**Instructions to follow:** Reproduce, word for word, the passage below about the recommendation letters written for Luttrell.

Provided text Start Marker

The campus’s Staff Advisory Board (SAB) in partnership with the UC Santa Cruz Alumni Association chooses honorees based on letters of recommendation on behalf of candidates—and the statements for Luttrell were unstinting in their praise for his energy, his handling of complicated logistics, and his total dedication to the campus’s well-being.
“I do not know how he does it all,” one coworker wrote in a letter of recommendation. “He went from being a conference services manager to overseeing a HUGE project: getting the COVID Kiosk testing program up and running for our entire campus.
“As a site supervisor working on this project alongside him, I have appreciated his leadership, ability to remain calm, and his long-game vision,” the letter continued. “Being redeployed was a big deal for all of us. Working around lab supplies and dealing with COVID-related work was new for all of us, and it was really stressful at the beginning. Michael played a huge role in helping all of us adjust.”

Provided text End Marker
Supplied information Start Marker

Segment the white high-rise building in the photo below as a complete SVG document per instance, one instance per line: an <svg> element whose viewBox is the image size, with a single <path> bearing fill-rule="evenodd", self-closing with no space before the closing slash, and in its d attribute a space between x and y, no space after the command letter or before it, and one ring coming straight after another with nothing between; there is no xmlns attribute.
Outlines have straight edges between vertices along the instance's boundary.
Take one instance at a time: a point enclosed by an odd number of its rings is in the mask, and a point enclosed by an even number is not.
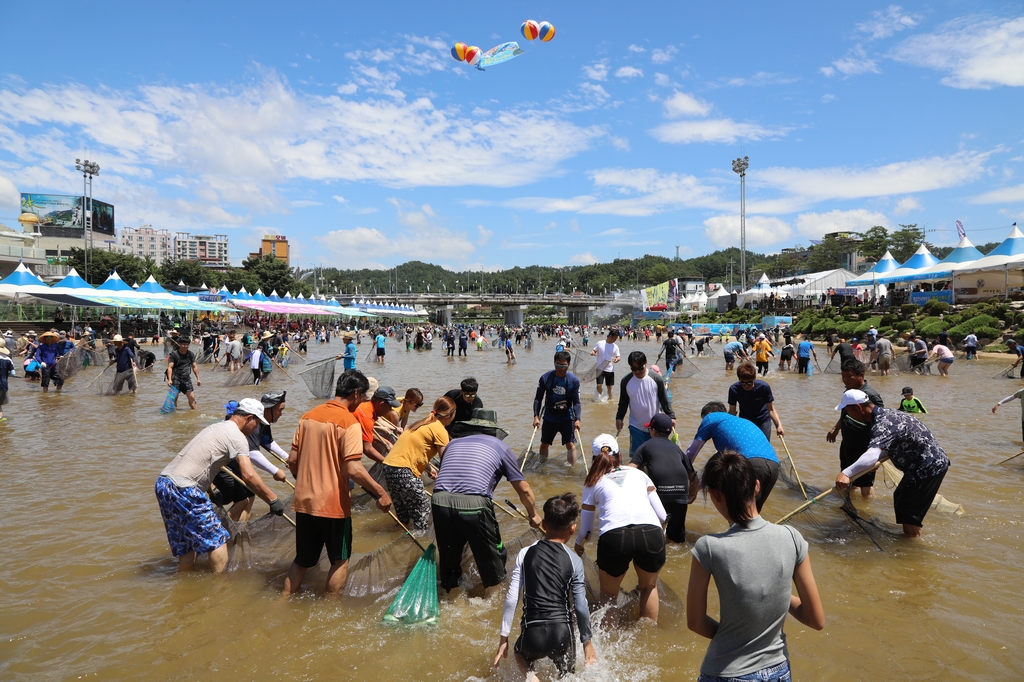
<svg viewBox="0 0 1024 682"><path fill-rule="evenodd" d="M175 260L198 260L207 267L227 267L227 235L189 235L177 232L174 236Z"/></svg>
<svg viewBox="0 0 1024 682"><path fill-rule="evenodd" d="M121 228L121 245L140 258L150 256L157 265L174 257L171 239L170 230L154 229L153 225Z"/></svg>

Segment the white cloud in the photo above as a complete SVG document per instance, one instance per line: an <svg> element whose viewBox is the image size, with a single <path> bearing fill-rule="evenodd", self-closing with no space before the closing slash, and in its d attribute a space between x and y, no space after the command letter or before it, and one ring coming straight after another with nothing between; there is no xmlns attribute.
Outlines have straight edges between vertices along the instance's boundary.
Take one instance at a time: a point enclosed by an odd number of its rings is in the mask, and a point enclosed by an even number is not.
<svg viewBox="0 0 1024 682"><path fill-rule="evenodd" d="M749 171L748 182L781 189L813 203L835 199L891 197L945 189L972 182L985 172L991 153L959 152L948 157L901 161L876 168L766 168ZM752 178L754 176L754 178Z"/></svg>
<svg viewBox="0 0 1024 682"><path fill-rule="evenodd" d="M611 139L611 145L614 146L616 150L621 150L622 152L630 151L630 140L626 139L625 137L616 137L614 135L611 135L610 139Z"/></svg>
<svg viewBox="0 0 1024 682"><path fill-rule="evenodd" d="M335 229L316 239L337 253L339 267L362 267L361 261L370 258L461 262L476 251L464 235L440 227L415 228L391 236L376 228L353 227Z"/></svg>
<svg viewBox="0 0 1024 682"><path fill-rule="evenodd" d="M103 168L104 199L115 201L123 219L166 218L173 228L193 227L183 223L194 219L240 224L254 213L285 211L288 200L276 187L295 180L528 183L606 135L530 109L467 120L428 97L407 100L394 90L397 76L361 65L353 75L388 96L311 94L273 73L225 87L8 83L0 88L0 150L17 160L6 169L17 183L62 186L75 181L67 159L91 147ZM194 197L164 197L152 183Z"/></svg>
<svg viewBox="0 0 1024 682"><path fill-rule="evenodd" d="M784 128L765 128L756 123L737 123L732 119L708 121L674 121L652 128L650 134L663 142L689 144L691 142L725 142L759 140L781 137Z"/></svg>
<svg viewBox="0 0 1024 682"><path fill-rule="evenodd" d="M913 197L904 197L896 202L896 207L893 209L893 213L895 215L906 215L911 211L920 211L922 208L921 202Z"/></svg>
<svg viewBox="0 0 1024 682"><path fill-rule="evenodd" d="M870 40L879 40L904 29L912 29L918 26L920 19L920 15L908 14L899 5L889 5L885 11L877 9L871 12L871 18L858 24L857 30L866 33Z"/></svg>
<svg viewBox="0 0 1024 682"><path fill-rule="evenodd" d="M861 74L879 74L879 66L867 56L864 48L857 45L847 52L846 56L833 61L831 67L824 67L819 70L825 76L831 77L836 72L844 76L860 76Z"/></svg>
<svg viewBox="0 0 1024 682"><path fill-rule="evenodd" d="M577 255L569 258L569 262L577 263L580 265L593 265L594 263L599 263L601 261L598 258L596 258L594 254L592 254L591 252L585 251L583 253L578 253Z"/></svg>
<svg viewBox="0 0 1024 682"><path fill-rule="evenodd" d="M608 80L608 62L602 60L588 67L584 67L583 75L584 78L591 81L606 81Z"/></svg>
<svg viewBox="0 0 1024 682"><path fill-rule="evenodd" d="M20 211L22 195L6 175L0 175L0 209Z"/></svg>
<svg viewBox="0 0 1024 682"><path fill-rule="evenodd" d="M797 233L809 240L819 240L828 232L862 232L874 225L887 224L889 219L884 214L866 209L801 213L796 220Z"/></svg>
<svg viewBox="0 0 1024 682"><path fill-rule="evenodd" d="M1024 16L969 16L942 25L936 33L914 36L892 53L897 61L946 72L943 85L989 89L1024 86Z"/></svg>
<svg viewBox="0 0 1024 682"><path fill-rule="evenodd" d="M596 83L584 81L580 84L580 89L588 99L598 105L603 104L611 98L608 91Z"/></svg>
<svg viewBox="0 0 1024 682"><path fill-rule="evenodd" d="M790 239L793 229L779 218L746 216L746 247L763 247ZM715 246L727 248L739 244L739 214L717 215L703 222L705 237Z"/></svg>
<svg viewBox="0 0 1024 682"><path fill-rule="evenodd" d="M480 239L478 239L476 241L477 245L479 245L479 246L486 246L487 242L490 241L490 238L495 233L495 231L493 229L487 229L483 225L477 225L476 226L476 231L480 236Z"/></svg>
<svg viewBox="0 0 1024 682"><path fill-rule="evenodd" d="M655 47L653 50L651 50L650 60L653 61L654 63L668 63L675 58L676 52L678 51L679 50L672 45L669 45L665 49L659 49Z"/></svg>
<svg viewBox="0 0 1024 682"><path fill-rule="evenodd" d="M710 102L679 90L665 100L665 115L670 119L681 116L708 116L711 110Z"/></svg>
<svg viewBox="0 0 1024 682"><path fill-rule="evenodd" d="M1024 202L1024 184L992 189L971 200L972 204L1016 204L1018 202Z"/></svg>

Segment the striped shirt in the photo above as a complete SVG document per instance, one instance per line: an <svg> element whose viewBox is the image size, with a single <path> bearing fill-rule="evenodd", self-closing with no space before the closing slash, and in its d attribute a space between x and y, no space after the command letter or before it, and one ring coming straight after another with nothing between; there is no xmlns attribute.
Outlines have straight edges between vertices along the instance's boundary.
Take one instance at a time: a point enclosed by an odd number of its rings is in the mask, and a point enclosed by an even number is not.
<svg viewBox="0 0 1024 682"><path fill-rule="evenodd" d="M456 438L441 453L434 491L489 498L502 476L524 480L512 449L490 435Z"/></svg>

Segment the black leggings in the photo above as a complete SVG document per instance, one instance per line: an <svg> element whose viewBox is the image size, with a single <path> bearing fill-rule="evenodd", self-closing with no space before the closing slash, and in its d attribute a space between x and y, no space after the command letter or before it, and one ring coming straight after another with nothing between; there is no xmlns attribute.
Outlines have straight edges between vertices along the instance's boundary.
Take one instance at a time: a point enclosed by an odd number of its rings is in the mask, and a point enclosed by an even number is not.
<svg viewBox="0 0 1024 682"><path fill-rule="evenodd" d="M568 624L545 623L523 628L513 650L527 663L551 658L558 677L575 672L575 641Z"/></svg>

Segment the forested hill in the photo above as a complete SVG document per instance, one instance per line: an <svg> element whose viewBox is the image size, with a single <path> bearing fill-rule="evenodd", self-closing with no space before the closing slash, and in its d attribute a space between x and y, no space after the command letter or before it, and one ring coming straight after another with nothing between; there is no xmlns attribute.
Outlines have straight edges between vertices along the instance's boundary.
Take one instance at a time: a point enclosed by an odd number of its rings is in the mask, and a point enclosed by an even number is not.
<svg viewBox="0 0 1024 682"><path fill-rule="evenodd" d="M746 264L752 276L760 276L774 262L774 256L746 252ZM674 260L664 256L643 256L629 259L616 258L610 263L549 267L529 265L513 267L499 272L455 272L440 265L418 260L402 263L390 270L338 270L325 267L323 279L329 290L359 293L423 292L428 291L494 291L569 292L584 291L601 294L615 290L649 287L674 278L702 278L707 282L729 280L729 260L732 260L733 283L739 285L739 249L716 251L707 256ZM395 286L397 285L397 286Z"/></svg>

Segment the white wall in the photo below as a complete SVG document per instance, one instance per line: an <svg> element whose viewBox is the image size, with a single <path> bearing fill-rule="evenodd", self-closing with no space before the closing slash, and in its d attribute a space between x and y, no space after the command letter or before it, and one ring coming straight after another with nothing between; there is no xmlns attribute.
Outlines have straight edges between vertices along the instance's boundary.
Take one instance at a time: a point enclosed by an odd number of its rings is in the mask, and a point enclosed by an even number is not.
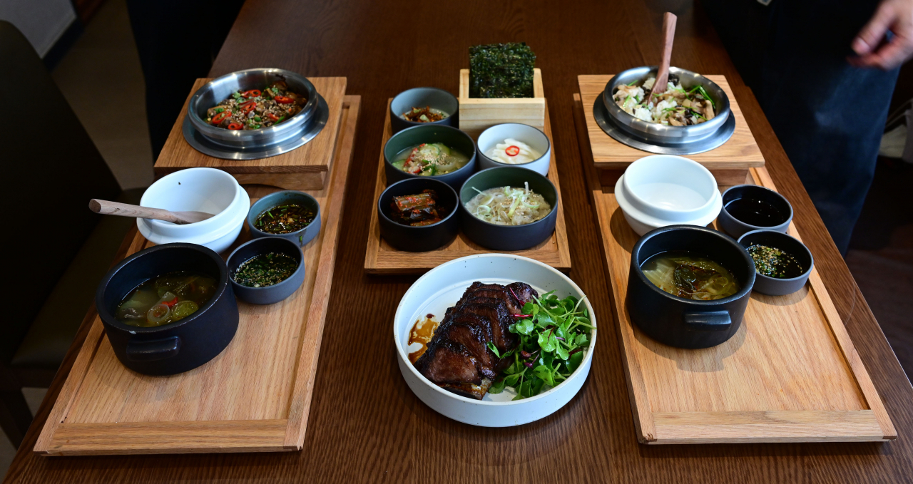
<svg viewBox="0 0 913 484"><path fill-rule="evenodd" d="M69 0L0 0L0 20L16 26L42 58L76 21Z"/></svg>

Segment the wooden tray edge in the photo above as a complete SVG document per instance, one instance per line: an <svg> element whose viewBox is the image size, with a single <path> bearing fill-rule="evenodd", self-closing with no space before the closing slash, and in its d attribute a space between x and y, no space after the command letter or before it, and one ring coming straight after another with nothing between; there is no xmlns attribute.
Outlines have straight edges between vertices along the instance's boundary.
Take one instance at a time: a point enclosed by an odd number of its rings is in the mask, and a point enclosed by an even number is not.
<svg viewBox="0 0 913 484"><path fill-rule="evenodd" d="M584 160L592 159L593 153L590 152L589 144L589 133L586 129L586 121L583 113L585 107L582 105L581 95L573 95L573 110L574 110L574 126L577 131L578 142L580 144L580 149L582 151L582 155L583 155ZM582 131L581 130L582 128ZM587 158L587 156L589 158ZM596 203L594 199L596 194L602 191L602 185L600 183L598 168L595 163L583 163L585 170L588 170L588 183L590 184L590 196L591 202L597 207L597 225L599 225L599 207L600 204ZM767 186L772 190L776 190L776 186L773 184L770 174L765 167L750 168L750 173L754 178L754 180L764 186ZM613 280L611 277L611 258L608 253L607 240L605 240L605 232L602 229L602 226L599 225L600 228L600 243L603 246L603 257L605 259L604 268L609 272L606 277L609 279L610 286L613 290L615 290L615 281ZM798 231L795 229L794 225L791 225L790 233L796 238L801 240ZM839 313L836 311L836 308L834 306L834 302L830 298L830 293L824 285L824 281L821 279L821 276L818 274L816 268L813 268L812 276L809 278L810 284L812 285L812 291L813 292L816 300L819 302L822 311L825 316L828 326L831 329L834 338L838 343L841 353L846 361L846 364L849 366L854 377L855 378L856 384L859 386L859 390L862 392L863 396L866 399L866 403L869 405L871 410L863 412L871 412L874 416L874 419L880 429L880 432L870 431L866 435L854 435L848 433L838 433L830 436L824 437L814 437L813 438L808 437L803 437L801 429L796 430L795 434L790 434L787 436L782 431L775 431L772 427L769 429L767 437L763 437L760 439L739 439L734 437L729 437L726 440L719 439L686 439L686 438L670 438L666 436L675 436L676 432L674 428L670 428L669 426L660 426L656 423L656 416L662 414L655 414L649 407L649 400L646 397L646 389L643 385L640 380L642 374L642 369L640 367L639 361L632 356L632 352L628 351L630 347L630 338L633 338L633 334L628 334L630 331L625 331L619 321L622 320L621 309L617 307L617 301L615 301L614 293L612 297L613 312L615 317L615 327L619 331L619 345L621 346L622 352L624 352L623 363L625 369L625 379L628 385L628 396L631 401L631 408L633 411L633 417L635 420L635 430L637 434L637 439L641 443L647 444L687 444L687 443L738 443L738 442L833 442L833 441L883 441L895 439L897 437L897 429L891 421L890 416L887 414L884 406L880 396L874 384L872 383L871 377L868 372L866 370L858 353L855 351L853 342L849 337L849 333L846 332L846 328L844 325L843 320L840 318ZM634 378L632 375L636 376ZM810 411L803 411L810 412ZM849 411L847 411L849 412ZM834 413L831 413L834 414ZM809 430L813 430L812 427L820 426L821 424L809 424ZM662 432L663 435L657 435ZM765 440L768 439L769 440Z"/></svg>
<svg viewBox="0 0 913 484"><path fill-rule="evenodd" d="M345 107L348 106L349 111L346 112ZM352 110L354 109L354 111ZM334 171L332 175L332 183L334 186L341 186L342 190L336 191L333 193L333 202L339 200L341 204L344 200L345 184L348 178L348 171L351 166L351 161L353 153L354 145L354 136L355 128L357 126L358 116L361 109L361 96L351 96L347 95L343 98L343 113L342 117L346 118L346 124L344 129L340 130L337 132L338 138L345 137L345 142L340 142L341 140L338 140L336 146L334 148L334 161L335 156L347 156L349 163L344 163L345 169L342 170L342 174L340 171ZM354 115L352 115L354 114ZM342 159L342 158L340 158ZM336 164L336 163L334 163ZM331 204L332 205L332 204ZM328 216L327 227L324 229L324 236L326 237L330 234L330 230L338 231L340 218L341 217L342 207L340 207L339 211L331 211L331 215ZM131 243L136 244L136 240L140 237L135 237L134 241ZM339 237L335 237L332 244L327 244L321 247L320 259L321 261L319 268L317 279L314 281L315 293L321 287L325 287L325 290L321 292L329 295L331 285L332 283L332 273L333 266L335 261L336 247L339 245ZM137 247L131 247L127 254L131 254L137 250ZM327 251L331 253L331 257L327 255ZM327 260L326 266L324 266L324 259ZM321 278L326 279L325 283L321 285ZM131 449L130 452L123 452L129 454L174 454L174 453L196 453L196 452L257 452L257 451L283 451L283 450L300 450L304 443L304 434L307 427L307 417L310 407L310 393L308 392L308 382L310 380L305 380L302 382L303 374L307 374L309 379L313 379L314 374L317 370L317 360L319 359L320 345L322 339L323 333L323 323L326 319L326 308L329 301L328 297L322 297L323 300L322 306L319 312L311 310L309 315L308 323L305 329L305 334L302 335L302 349L301 354L299 357L299 366L296 369L295 384L291 393L289 408L289 419L281 420L287 424L284 426L285 431L282 433L281 437L277 439L275 444L270 444L268 448L260 448L246 447L243 445L234 446L234 447L205 447L205 449L195 450L189 447L173 447L170 449L166 448L155 448L155 447L135 447ZM313 300L313 295L312 299ZM309 348L304 348L304 342L307 341L308 336L314 336L314 341L311 346ZM76 396L79 395L79 389L82 385L82 378L71 379L70 376L73 374L82 374L83 377L86 374L86 370L89 364L94 358L95 352L97 352L99 345L102 343L104 340L104 329L101 325L100 321L98 316L95 317L95 321L92 323L92 327L86 336L86 340L83 343L83 347L79 350L79 353L77 356L76 362L73 363L73 367L70 369L69 375L68 375L67 380L64 382L63 387L58 395L57 401L54 403L54 406L51 408L50 414L48 415L47 420L45 422L44 427L38 436L38 438L33 447L33 451L43 456L52 456L52 455L113 455L121 453L118 449L110 448L107 443L98 444L94 446L70 446L74 448L68 448L66 445L53 446L54 437L57 435L58 429L61 426L72 426L63 424L63 419L67 413L69 411L69 407L75 401ZM94 343L86 344L89 342L96 342ZM307 358L305 358L305 351L313 353L311 358L310 367L307 367ZM304 392L306 395L305 398L301 401L300 405L292 405L295 402L296 395L300 396L300 393ZM61 405L62 404L62 405ZM226 422L243 422L243 421L210 421L204 422L208 425L220 426L225 426ZM249 422L265 422L265 421L249 421ZM199 422L197 422L199 423ZM171 423L152 423L152 424L162 424L162 427L165 427ZM183 424L186 424L185 422ZM101 426L101 424L80 424L80 426ZM126 424L124 424L126 425ZM205 431L201 434L201 436L205 436Z"/></svg>
<svg viewBox="0 0 913 484"><path fill-rule="evenodd" d="M393 100L392 98L387 100L388 108L390 107L390 102L392 100ZM383 146L386 143L386 139L384 139L384 137L386 136L386 132L390 128L389 111L390 110L388 109L386 121L383 123L383 133L381 135L381 155L380 155L380 163L378 163L377 167L377 177L374 185L374 195L373 195L373 201L374 201L373 203L375 204L377 203L377 198L380 196L381 193L383 193L384 189L384 184L383 182L382 181L383 180L382 176L383 175ZM546 106L545 121L546 124L548 125L548 132L549 133L551 133L551 120L549 119L548 106ZM554 135L552 134L551 136L552 144L554 143L553 138ZM552 151L552 155L554 155L554 151ZM563 198L561 196L561 179L558 177L558 167L554 163L552 163L551 166L554 169L554 179L552 180L552 182L554 183L555 187L558 189L558 205L559 207L561 207L561 209L558 211L558 219L555 222L555 244L558 246L558 250L556 251L556 254L558 256L558 263L557 265L553 265L551 264L550 262L546 261L542 262L545 264L549 264L552 268L561 272L568 273L571 271L571 247L568 245L567 225L564 219L564 204L563 204ZM550 168L550 179L551 179L551 169ZM460 253L460 255L453 258L442 258L442 259L437 264L434 265L432 265L431 263L426 265L415 264L415 266L410 268L397 268L397 267L386 266L382 260L381 250L380 250L380 243L381 243L380 233L381 229L377 219L377 210L372 208L371 221L368 226L368 243L365 247L365 252L364 252L364 272L367 274L373 274L373 275L424 274L425 272L427 272L432 268L435 268L439 264L453 260L455 258L459 258L461 257L470 256L475 254L503 253L499 251L473 250L473 251L467 251L465 253ZM564 252L561 251L561 247L566 247ZM531 257L532 254L528 255L525 254L525 252L527 252L527 250L520 250L517 252L508 252L508 253L520 255L523 257L529 257L530 258L540 260L535 257Z"/></svg>

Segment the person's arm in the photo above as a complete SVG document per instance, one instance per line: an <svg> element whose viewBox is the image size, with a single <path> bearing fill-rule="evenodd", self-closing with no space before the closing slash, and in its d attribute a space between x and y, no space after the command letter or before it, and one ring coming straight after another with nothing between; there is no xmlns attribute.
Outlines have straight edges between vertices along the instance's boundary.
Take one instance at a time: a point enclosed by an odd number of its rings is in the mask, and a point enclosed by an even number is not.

Supplied information End Marker

**Result:**
The campus’s Staff Advisory Board (SAB) in partnership with the UC Santa Cruz Alumni Association chooses honorees based on letters of recommendation on behalf of candidates—and the statements for Luttrell were unstinting in their praise for his energy, his handling of complicated logistics, and his total dedication to the campus’s well-being.
“I do not know how he does it all,” one coworker wrote in a letter of recommendation. “He went from being a conference services manager to overseeing a HUGE project: getting the COVID Kiosk testing program up and running for our entire campus.
“As a site supervisor working on this project alongside him, I have appreciated his leadership, ability to remain calm, and his long-game vision,” the letter continued. “Being redeployed was a big deal for all of us. Working around lab supplies and dealing with COVID-related work was new for all of us, and it was really stressful at the beginning. Michael played a huge role in helping all of us adjust.”